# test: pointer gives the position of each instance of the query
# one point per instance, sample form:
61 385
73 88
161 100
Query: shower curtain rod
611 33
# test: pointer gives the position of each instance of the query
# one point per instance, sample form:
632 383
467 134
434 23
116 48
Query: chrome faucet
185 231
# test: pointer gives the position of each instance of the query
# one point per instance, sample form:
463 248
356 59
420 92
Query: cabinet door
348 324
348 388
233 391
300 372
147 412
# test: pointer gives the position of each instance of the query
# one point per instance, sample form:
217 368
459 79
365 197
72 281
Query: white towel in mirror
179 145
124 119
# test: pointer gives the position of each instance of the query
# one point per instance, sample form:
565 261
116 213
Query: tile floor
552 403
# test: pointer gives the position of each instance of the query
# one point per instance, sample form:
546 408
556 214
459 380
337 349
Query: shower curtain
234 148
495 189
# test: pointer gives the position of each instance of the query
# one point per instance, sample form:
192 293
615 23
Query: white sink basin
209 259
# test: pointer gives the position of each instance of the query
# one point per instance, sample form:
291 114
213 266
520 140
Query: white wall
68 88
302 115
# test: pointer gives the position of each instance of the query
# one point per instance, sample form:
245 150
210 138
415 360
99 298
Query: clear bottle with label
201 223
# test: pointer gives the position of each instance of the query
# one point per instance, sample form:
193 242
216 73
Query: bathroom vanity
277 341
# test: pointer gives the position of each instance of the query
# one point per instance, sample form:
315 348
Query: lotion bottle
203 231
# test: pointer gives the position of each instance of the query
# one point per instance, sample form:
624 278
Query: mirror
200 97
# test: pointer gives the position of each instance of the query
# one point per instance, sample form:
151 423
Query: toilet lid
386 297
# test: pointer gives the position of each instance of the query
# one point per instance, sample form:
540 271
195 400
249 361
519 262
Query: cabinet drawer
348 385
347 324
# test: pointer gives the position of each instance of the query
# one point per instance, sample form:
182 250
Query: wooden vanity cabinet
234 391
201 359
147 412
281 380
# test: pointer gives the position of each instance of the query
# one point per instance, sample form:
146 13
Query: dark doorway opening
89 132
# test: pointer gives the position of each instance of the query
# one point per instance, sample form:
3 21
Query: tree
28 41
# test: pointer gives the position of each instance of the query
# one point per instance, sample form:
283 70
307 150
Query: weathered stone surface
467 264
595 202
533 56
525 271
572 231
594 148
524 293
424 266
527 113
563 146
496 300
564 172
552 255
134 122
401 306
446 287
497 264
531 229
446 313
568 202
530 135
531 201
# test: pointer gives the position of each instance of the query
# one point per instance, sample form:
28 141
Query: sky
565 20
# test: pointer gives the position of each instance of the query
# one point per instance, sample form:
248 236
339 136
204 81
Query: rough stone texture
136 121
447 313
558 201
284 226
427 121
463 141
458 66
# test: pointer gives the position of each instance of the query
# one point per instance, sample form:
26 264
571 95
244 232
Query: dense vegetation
::::::
▶ **WHAT THIS TASK INVOLVES**: From the first line to the last, please write out the entries exactly.

▶ **ANSWER SPACE**:
# test: pointer gives the position of each instance of the query
# one point per instance, sample form:
61 385
73 88
161 100
Query: shower curtain rod
611 33
# test: pointer gives the position of each instance of the query
# one point per instance, sample form:
632 383
467 134
434 23
116 48
Query: chrome faucet
185 231
# test: pointer gives the position of each instance of the query
# one point per instance, sample form:
463 248
356 59
420 92
Query: cabinet door
348 324
348 388
233 391
300 372
147 412
# test: pointer gives the position of each instance of the query
# one point per instance, sample form:
217 368
459 79
365 197
72 281
Query: white towel in mirror
179 145
124 119
# test: pointer gives the position of each instance of the query
# one point per instance, sample form:
565 261
116 213
Query: tile floor
552 403
# test: pointer gives the position of each instance of the query
# one point per instance, sample form:
546 408
556 214
459 380
337 349
Query: shower curtain
234 148
495 189
# test: pointer gives the position of each instance of the query
# one point per instance, sample form:
192 293
615 23
Query: white sink basin
209 259
# test: pointer gives the position of each instance of the query
# one point per instance, sample form:
291 114
213 266
520 140
Query: white wall
68 88
302 115
# test: pointer gives the position of each instance of the query
# one point per instance, sample form:
245 150
210 138
415 360
99 298
Query: clear bottle with label
201 223
# test: pointer gives the position of each instance of the query
# one point per instance, sample form:
193 242
216 73
Query: bathroom vanity
277 341
# test: pointer gives the position of each instance of the query
# one point per instance, sample form:
315 348
Query: lotion bottle
203 231
# test: pointer gives the position of each instance of the query
# one point per instance, sample form:
624 278
Query: mirror
200 97
# test: pointer gives the position of each instance of the query
# one point per instance, sample form:
151 423
Query: toilet lid
386 297
# test: pointer gives the position of each instance of the query
# one point per instance, sample form:
540 271
195 400
249 361
519 262
Query: cabinet drawer
348 385
347 324
# test: pointer gives the position of each instance of the query
# one point per instance, sample form:
182 250
Query: wooden vanity cabinet
234 391
201 359
147 412
281 380
# test: pointer gives the position of each instance of the query
# one point per instance, sample form:
146 13
Query: dark doorway opening
89 132
# test: pointer gives the position of each instance of the query
# one point per instance, sample form:
3 21
Query: tree
28 41
# test: pointer gives the position of each instance of the query
# one point per instance, sample form:
283 70
307 150
Query: weathered stone surface
467 264
595 202
533 56
525 271
572 231
594 148
524 293
424 266
527 113
563 146
496 300
564 172
552 255
134 122
401 306
446 287
497 264
531 229
446 313
568 202
530 135
531 201
# test: pointer gives the position of each instance of the query
# one point per instance, sample form:
28 141
Query: sky
565 20
# test: pointer gives the position of each instance of the query
# one point per instance, sample form:
248 236
339 136
204 81
Query: rough stone texture
136 121
447 313
558 201
284 226
427 121
463 141
458 66
# test: pointer gives the position of each instance of the query
# one point per instance, sample form:
26 264
571 95
244 232
Query: dense vegetation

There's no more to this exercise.